Text block:
..........

This is from St. Ignatius of Antioch, the bishop of that city and martyr. He wrote this letter about 10 years after the death of St,. John, and you can read the whole thing here.

“Let that be deemed a proper(18) Eucharist, which is[administered] either by the bishop, or by one to whom he has entrusted it. Wherever the bishop shall appear, there let the multitude[of the people] also be; by the bishop, or by one to whom he has entrusted it. Wherever the bishop shall appear, there let the multitude[of the people] also be; even as, wherever Jesus Christ is, there is the Catholic Church. It is not lawful without the bishop either to baptize or to celebrate a love-feast; but whatsoever he shall approve of, that is also pleasing to God, so that everything that is done may be secure and valid.”

Another passage from Chapter 7 "They abstain from the Eucharist and from prayer,(7) because they confess not the Eucharist to be the flesh of our Saviour Jesus Christ, which suffered for our sins, and which the Father, of His goodness, raised up again. Those, therefore, who speak against this gift of God, incur death(11) in the midst of their disputes. "

Does anyone suppose that St. John might have taught this man wrong and that this man would’ve died for something false? Doesn’t make sense then does it?

Who ya gonna believe? The early church or a new wind of doctrine that only began to blow in 1517 or so??? :ehh:
Pax tecum,
 
First, Norman Geisler and Ron Rhodes are schismatics! They don’t even follow their own Bible when it says to be loyal so who cares what they spew out! Just read the NT and it admonishes the schisamtics routinley!

Second on the Eucharist. Scripture is clear on the Eucharist being the Body of Jesus:

St. Jn 6:54-55 “54 Whoever eats my flesh and drinks my blood has eternal life, and I will raise him on the last day. 55 For my flesh is true food, and my blood is true drink”

..........

Given data:
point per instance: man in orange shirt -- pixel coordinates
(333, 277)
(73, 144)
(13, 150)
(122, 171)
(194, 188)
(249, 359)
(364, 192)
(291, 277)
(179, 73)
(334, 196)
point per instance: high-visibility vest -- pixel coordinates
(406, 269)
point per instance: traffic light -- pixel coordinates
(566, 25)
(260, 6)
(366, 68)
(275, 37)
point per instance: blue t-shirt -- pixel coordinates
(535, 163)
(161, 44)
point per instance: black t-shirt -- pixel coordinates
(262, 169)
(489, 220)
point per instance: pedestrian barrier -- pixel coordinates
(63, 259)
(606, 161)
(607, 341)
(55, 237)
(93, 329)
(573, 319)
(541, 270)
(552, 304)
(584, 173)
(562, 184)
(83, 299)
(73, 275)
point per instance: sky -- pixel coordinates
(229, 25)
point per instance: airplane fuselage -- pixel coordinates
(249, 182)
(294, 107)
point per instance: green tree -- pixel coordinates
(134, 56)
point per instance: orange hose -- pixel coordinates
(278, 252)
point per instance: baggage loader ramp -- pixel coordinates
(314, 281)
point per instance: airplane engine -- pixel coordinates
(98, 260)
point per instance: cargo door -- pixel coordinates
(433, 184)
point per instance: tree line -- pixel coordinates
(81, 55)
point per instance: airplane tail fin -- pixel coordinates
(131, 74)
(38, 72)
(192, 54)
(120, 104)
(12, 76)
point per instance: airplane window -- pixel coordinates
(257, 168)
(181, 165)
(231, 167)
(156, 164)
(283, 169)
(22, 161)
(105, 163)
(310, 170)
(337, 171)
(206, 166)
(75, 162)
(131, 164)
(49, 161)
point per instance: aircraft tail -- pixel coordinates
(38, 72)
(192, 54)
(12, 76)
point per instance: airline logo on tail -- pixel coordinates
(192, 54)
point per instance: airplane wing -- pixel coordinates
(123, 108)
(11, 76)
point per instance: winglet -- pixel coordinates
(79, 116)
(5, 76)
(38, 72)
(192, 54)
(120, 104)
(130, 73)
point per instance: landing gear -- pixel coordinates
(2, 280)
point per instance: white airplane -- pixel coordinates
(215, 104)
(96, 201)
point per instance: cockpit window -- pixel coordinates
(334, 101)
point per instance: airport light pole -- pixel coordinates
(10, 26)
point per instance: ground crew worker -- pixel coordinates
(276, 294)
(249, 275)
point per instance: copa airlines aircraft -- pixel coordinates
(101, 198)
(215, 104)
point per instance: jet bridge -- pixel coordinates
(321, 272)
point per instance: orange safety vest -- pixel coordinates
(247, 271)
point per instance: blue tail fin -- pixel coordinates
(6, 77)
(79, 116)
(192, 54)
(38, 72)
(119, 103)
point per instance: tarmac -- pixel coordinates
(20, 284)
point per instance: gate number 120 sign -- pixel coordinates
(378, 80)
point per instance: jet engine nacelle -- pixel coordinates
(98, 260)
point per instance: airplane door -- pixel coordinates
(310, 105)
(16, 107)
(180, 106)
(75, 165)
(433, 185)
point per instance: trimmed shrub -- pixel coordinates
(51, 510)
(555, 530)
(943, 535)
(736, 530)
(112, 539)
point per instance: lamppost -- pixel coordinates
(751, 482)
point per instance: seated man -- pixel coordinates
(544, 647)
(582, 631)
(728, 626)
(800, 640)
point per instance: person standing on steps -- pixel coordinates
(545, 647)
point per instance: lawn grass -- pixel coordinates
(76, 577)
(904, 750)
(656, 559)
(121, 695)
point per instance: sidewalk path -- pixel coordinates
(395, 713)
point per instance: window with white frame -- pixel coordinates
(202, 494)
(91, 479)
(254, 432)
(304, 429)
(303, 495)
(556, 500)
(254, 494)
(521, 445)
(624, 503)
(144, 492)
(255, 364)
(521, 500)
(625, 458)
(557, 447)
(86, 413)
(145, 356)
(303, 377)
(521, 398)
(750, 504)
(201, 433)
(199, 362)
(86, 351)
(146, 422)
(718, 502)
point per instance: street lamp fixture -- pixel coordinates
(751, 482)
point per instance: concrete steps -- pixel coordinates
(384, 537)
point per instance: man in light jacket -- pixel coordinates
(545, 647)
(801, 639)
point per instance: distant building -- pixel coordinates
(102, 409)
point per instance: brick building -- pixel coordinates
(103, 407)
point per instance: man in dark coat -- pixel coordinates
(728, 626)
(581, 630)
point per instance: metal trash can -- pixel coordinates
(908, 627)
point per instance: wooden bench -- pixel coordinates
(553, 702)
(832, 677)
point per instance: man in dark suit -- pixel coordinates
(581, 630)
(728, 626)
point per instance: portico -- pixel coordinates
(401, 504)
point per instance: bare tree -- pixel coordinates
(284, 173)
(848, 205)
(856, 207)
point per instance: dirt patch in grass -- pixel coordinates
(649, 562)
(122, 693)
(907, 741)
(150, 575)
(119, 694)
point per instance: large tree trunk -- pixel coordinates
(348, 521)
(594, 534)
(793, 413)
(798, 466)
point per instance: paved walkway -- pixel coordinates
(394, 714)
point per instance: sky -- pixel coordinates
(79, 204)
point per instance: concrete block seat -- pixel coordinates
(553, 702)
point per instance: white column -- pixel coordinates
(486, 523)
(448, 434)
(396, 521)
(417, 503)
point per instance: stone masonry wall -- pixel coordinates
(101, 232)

..........

What to work on:
#1 Report every one of the rows above that contains the word "window". Case counts.
#2 Extend the text above about the Eucharist and the early church, picking up after its final line.

Task-by-task answers:
#1
point per instance: airplane window -- pixel coordinates
point per instance: cockpit window -- pixel coordinates
point per instance: window with white frame -- pixel coordinates

#2
Why else would they write these verses if the Eucharist was not the body of Christ:

1 Cor 10:16-17 “10The cup of blessing that we bless, is it not a participation in the blood of Christ? The bread that we break, is it not a participation in the body of Christ? 17 Because the loaf of bread is one, we, though many, are one body, for we all partake of the one loaf.”

1 Cor 11:23-29 “23 For I received from the Lord what I also handed on to you, that the Lord Jesus, on the night he was handed over, took bread, 24 and, after he had given thanks, broke it and said, “This is my body that is for you. Do this in remembrance of me.” 25 In the same way also the cup, after supper, saying, “This cup is the new covenant in my blood. Do this, as often as you drink it, in remembrance of me.” 26 For as often as you eat this bread and drink the cup, you proclaim the death of the Lord until he comes. 27 Therefore whoever eats the bread or drinks the cup of the Lord unworthily will have to answer for the body and blood of the Lord. 28 A person should examine himself, and so eat the bread and drink the cup. 29 For anyone who eats and drinks without discerning the body, eats and drinks judgment on himself.”

How could we pass judgement on ourself for eating ordinary food when Scripture is clear that no food can hurt us! Why? Because the Eucharist is not ordinary food, it IS the body of our Lord, Jesus the Christ!

Ignore the schismatic ramblings. They just pick theology easy for them to follow and pick and choose what to believe. They ignore Scripture and miss-self-interpret it so well. Why else would the ‘Holy Spirit’ guide each of them to believe so many different and contridictory things in Scripture? Because it’s not the Holy Spirit guiding them! Jesus founded a Church, His body, the Catholic Church to guide us and teach us and commanded us all to be LOYAL to Him and His Church!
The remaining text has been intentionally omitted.